[Start of Attachment]

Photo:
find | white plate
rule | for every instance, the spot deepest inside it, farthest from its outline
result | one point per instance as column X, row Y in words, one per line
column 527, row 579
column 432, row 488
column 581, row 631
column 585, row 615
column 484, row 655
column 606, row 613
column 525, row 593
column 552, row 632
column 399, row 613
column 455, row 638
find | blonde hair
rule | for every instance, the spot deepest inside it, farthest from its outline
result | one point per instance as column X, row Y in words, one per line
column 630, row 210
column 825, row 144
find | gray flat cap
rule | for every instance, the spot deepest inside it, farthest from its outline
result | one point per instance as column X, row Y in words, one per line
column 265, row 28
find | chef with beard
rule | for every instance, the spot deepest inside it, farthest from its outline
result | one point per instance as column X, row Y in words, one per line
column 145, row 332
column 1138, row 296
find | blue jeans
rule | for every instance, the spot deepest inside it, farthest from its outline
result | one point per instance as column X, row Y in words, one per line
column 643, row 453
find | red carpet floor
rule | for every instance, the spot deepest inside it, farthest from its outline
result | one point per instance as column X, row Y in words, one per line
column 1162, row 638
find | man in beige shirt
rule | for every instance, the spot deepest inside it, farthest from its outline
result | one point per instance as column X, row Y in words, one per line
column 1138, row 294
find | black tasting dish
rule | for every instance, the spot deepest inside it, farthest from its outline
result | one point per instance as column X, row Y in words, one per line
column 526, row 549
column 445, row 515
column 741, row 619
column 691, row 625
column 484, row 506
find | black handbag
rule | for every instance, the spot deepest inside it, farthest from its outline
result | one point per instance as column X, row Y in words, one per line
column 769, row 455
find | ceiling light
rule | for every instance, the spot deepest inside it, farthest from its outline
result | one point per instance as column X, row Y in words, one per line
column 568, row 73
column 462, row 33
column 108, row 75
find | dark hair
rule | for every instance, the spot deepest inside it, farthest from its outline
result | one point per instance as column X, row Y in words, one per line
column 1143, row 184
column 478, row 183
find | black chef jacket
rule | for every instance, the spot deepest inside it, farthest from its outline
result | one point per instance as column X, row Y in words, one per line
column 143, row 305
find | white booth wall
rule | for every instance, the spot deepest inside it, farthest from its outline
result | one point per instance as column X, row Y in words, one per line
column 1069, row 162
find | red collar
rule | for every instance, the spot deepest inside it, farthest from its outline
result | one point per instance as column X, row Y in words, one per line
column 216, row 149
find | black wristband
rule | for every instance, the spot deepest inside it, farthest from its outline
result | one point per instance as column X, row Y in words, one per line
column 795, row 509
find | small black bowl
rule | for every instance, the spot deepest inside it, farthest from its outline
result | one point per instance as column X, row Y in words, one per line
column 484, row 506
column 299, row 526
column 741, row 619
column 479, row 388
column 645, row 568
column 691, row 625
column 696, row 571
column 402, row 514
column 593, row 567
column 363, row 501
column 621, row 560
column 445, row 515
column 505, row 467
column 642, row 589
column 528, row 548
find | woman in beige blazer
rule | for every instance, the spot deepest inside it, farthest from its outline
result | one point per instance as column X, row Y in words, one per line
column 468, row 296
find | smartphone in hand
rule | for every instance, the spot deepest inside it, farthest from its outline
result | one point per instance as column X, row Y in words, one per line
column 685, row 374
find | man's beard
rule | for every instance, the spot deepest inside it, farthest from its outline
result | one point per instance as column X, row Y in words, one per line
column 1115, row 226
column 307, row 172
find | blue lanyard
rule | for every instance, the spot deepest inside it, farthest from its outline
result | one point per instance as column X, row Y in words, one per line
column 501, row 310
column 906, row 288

[End of Attachment]

Aim of the task:
Leave out every line after the one with "find | red carpet floor". Reproduce the material above exactly from its first line through that line.

Problem solution:
Photo:
find | white plate
rule | for every instance, the spot deepest inside it, farthest from its outline
result | one point per instance as column X, row Y in words, one per line
column 527, row 579
column 432, row 488
column 581, row 631
column 585, row 615
column 484, row 655
column 606, row 613
column 525, row 593
column 552, row 632
column 399, row 613
column 455, row 638
find | blonde hair
rule | for every instance, the spot deepest inside it, farthest from its outline
result | one point per instance as column X, row Y in words, one per line
column 630, row 210
column 825, row 144
find | gray flat cap
rule | for every instance, the spot deepest inside it, farthest from its outline
result | one point per instance as column X, row Y in words, one per line
column 265, row 28
find | chef with beard
rule | for every instance, the spot deepest inside it, farthest from its outline
result | one point per instance as column X, row Y in words, one per line
column 145, row 332
column 1138, row 296
find | blue jeans
rule | for every instance, the spot deepest inside it, farthest from its outline
result | one point per instance as column X, row Y in words, one per line
column 643, row 453
find | red carpet floor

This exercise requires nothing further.